### Document segment:
Fig. 7: Effects of removal of edge features in GNN model prediction accuracy.
figure 7

Learning rates of LSHR grain-scale elastic response using various numbers of CEFEM simulations for training and testing without the inclusion of edge features and using the lattice orientation (components of the Rodrigues vector r) as nodal features.

Another question is: how important are the exact grain morphology configurations of a neighborhood for GNN model training? To explore this effect, a single microstructural instantiation of LSHR was generated and the orientations were then shuffled through the fixed grain tessellation. This produces 25 unique microstructures, but with a less diverse number of grain morphologies for training than considered previously. These data were then used to train and test the same GNN model shown in the section “Results” with lattice orientation as the nodal features (model labeled GNN-S). Learning rates from model training and reserved data testing are given in Fig. 8a. The final accuracies at 10,000 epochs for these training data sets are comparable to the more diverse learning set described in the results, ~4.5%. These training and testing results indicate that for the relatively equiaxed microstructures tested in this work, a less diverse pool of grain-shape configurations is necessary. However, to fully evaluate this mode of training with reduced numbers of grain morphology configurations, the GNN-S model was tested on a new tessellation that had also been deformed using CEFEM. Figure 8b shows a histogram and Fig. 8c a scatter plot comparing the two sets of predictions. The accuracy of the grain-by-grain predictions are comparable to the GNN model trained using a wider array of grain morphology instantiations (see Fig. 4a). Considering these observations, we take care to note that while a limited number of tessellations are necessary for training for this case, we do not expect the results here to necessarily be valid when applied to more complex microstructures (e.g., columnar shaped or bimodal grain size distributions) or during plasticity.

### Dataset records:
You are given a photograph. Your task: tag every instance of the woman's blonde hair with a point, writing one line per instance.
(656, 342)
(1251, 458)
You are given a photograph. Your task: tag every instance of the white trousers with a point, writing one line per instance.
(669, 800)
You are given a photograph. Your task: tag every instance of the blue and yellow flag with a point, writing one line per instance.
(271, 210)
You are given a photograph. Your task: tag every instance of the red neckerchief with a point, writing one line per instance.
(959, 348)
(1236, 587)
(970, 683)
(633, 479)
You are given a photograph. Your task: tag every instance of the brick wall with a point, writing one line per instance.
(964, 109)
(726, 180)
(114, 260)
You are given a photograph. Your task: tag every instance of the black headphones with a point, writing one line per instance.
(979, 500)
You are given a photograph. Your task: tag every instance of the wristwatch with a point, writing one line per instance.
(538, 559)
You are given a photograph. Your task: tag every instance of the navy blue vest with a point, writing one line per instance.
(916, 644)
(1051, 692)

### Given exercise 1:
Can you summarize the GNN training excerpt in two sentences?
### Given exercise 2:
Would you reproduce word for word the part of the GNN training excerpt that opens with the words containing "Fig. 7: Effects" and closes with "as nodal features."?

### Task result 1:
To test how much exact grain morphology matters, the orientations of a single LSHR tessellation were shuffled to produce 25 microstructures, and a GNN model trained on them (GNN-S) reached final accuracies at 10,000 epochs of about 4.5%, comparable to the more diverse training set. When tested on a new tessellation deformed using CEFEM, GNN-S gave grain-by-grain predictions comparable to the model trained on a wider array of grain morphologies, though the results are not expected to necessarily hold for more complex microstructures or during plasticity.

### Task result 2:
Fig. 7: Effects of removal of edge features in GNN model prediction accuracy.
figure 7

Learning rates of LSHR grain-scale elastic response using various numbers of CEFEM simulations for training and testing without the inclusion of edge features and using the lattice orientation (components of the Rodrigues vector r) as nodal features.